* start *
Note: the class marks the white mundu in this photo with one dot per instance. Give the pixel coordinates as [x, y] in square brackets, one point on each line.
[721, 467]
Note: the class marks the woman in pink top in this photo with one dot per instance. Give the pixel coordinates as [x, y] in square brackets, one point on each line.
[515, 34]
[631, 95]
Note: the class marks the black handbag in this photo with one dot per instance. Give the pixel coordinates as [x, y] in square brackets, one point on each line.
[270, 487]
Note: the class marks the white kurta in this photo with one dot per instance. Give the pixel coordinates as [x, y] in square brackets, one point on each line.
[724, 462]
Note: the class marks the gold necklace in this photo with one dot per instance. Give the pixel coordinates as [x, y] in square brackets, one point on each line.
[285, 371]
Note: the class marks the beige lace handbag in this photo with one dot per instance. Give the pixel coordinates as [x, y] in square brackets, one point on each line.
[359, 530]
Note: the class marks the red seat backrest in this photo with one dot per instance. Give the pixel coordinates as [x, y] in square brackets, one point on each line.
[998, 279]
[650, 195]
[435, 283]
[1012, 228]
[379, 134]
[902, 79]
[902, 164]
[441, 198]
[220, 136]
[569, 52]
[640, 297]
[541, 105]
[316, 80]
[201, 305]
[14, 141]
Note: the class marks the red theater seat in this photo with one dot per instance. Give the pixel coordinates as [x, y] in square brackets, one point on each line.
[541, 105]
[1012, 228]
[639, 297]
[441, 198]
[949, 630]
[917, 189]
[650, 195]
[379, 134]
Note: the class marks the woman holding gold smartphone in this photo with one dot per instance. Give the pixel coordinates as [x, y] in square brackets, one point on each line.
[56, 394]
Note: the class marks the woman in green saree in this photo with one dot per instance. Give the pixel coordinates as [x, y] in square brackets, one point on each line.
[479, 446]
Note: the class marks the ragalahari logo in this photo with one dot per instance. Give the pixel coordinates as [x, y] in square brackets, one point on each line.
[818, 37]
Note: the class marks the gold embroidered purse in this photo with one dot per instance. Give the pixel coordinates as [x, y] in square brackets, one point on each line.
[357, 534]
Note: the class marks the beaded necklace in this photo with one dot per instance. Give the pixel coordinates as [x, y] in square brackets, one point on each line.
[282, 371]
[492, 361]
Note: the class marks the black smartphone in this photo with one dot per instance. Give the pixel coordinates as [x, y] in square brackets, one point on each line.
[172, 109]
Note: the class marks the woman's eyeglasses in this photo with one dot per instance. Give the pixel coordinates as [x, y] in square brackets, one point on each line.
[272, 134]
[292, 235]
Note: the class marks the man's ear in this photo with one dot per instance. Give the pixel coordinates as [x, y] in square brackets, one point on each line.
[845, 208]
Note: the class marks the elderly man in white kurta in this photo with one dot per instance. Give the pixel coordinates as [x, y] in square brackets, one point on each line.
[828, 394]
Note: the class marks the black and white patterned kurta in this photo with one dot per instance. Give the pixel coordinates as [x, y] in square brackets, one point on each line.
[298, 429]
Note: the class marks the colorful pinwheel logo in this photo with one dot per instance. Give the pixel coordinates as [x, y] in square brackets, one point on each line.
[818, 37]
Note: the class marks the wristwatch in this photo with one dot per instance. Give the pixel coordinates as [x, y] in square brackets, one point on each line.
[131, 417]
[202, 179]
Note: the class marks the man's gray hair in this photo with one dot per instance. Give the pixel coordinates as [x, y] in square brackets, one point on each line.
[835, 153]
* end *
Copy every record exactly, with nothing added or dropped.

▸ **Answer to the exercise**
Note: the class marks the white mundu in this photo with one dot per instance. Give the pixel coordinates as [x, y] in square brackets, one point on each line.
[721, 467]
Note: the class marks the woman in pink top in this photo with one dot per instance. Give the pixel coordinates as [x, y] in square brackets, one point on each line.
[515, 34]
[631, 95]
Note: the class marks the black handbag in this photo with one dot per instance. Give the pixel coordinates as [x, y] in square brackets, one point on each line.
[270, 487]
Note: the class marks the white kurta in this photo with one dot per instance. Give the pixel coordinates as [x, y] in square brackets, one point on each line.
[724, 462]
Note: the class marks the gold necklace in this photo with one dot per instance. Give the pixel coordinates as [x, y] in square brackets, one point on each line.
[285, 371]
Note: the class marks the beige lace handbag in this photo with one dot per instance. Give the pixel coordinates as [x, y] in square brackets, one point on each line.
[359, 530]
Note: the class marks the red seat backrest in this photo with one dot per instance. Give the pixel coordinates as [x, y] in square brackets, one point on each line.
[998, 279]
[650, 195]
[435, 283]
[1012, 228]
[379, 134]
[902, 79]
[902, 164]
[441, 198]
[220, 136]
[569, 52]
[640, 297]
[541, 105]
[316, 80]
[201, 305]
[14, 141]
Note: the class marks the red theater seat in this photo with one dot per instance. Give the pixel coordinates as [x, y] in square brackets, one point on each line.
[541, 105]
[1012, 228]
[639, 297]
[441, 198]
[949, 630]
[917, 189]
[650, 195]
[379, 134]
Note: the class marks the woman holding gold smartphone in this photo with one dot per instance. Give the pixel coordinates as [x, y] in square brackets, one point on each line.
[56, 394]
Note: the class marks the woman in green saree in this photo with one dot per instance. Give the pixel coordinates as [x, y] in square brackets, one point on each line.
[479, 446]
Note: the class marks the ragalahari logo in this photo with one dot per instance. Give the pixel coordinates as [x, y] in square brackets, one point on each line.
[818, 37]
Note: the class marks the gold embroidered purse in this photo with one dot per instance. Give the pixel coordinates as [x, y] in square brackets, one point on each line.
[357, 534]
Note: the class marks the beaded necklace in this photo with one dot per instance. Give the pixel coordinates as [x, y] in square brackets, one point on each line.
[282, 371]
[492, 361]
Note: the class marks the black smartphone in this photo with one dot per instance. Give the pixel coordinates as [x, y] in square brackets, one point on each line.
[172, 109]
Note: the class marks the woman's eyeglasses in this photo with one dot per instance. Give the pixel coordinates as [x, y] in square brackets, one point on each line.
[272, 134]
[292, 235]
Note: the class marks the man's ear in this photo with one dot per instance. Give the pixel coordinates as [x, y] in square brackets, one point on each line.
[845, 208]
Note: the class marks the elderly man in white kurta in this photo with one dot per instance. Give the pixel coordinates as [x, y] in square brackets, one point on each line.
[828, 394]
Note: the class marks the black and white patterned kurta in this photo with one dot per instance. Give the pixel coordinates as [x, y] in square brackets, one point on each line.
[298, 429]
Note: the class marks the colorful pinwheel logo in this photo with one dot per instance. Give the pixel coordinates as [x, y] in square brackets, one point on each line.
[818, 37]
Note: the class marks the wristwatch in this photo with one dot per instance. Give the pixel coordinates as [x, y] in square brackets, one point on each line.
[131, 417]
[202, 179]
Note: the class marks the man's gray hair in this photo with one dot per instance. Give the pixel coordinates as [x, y] in square brackets, one point on each line.
[835, 153]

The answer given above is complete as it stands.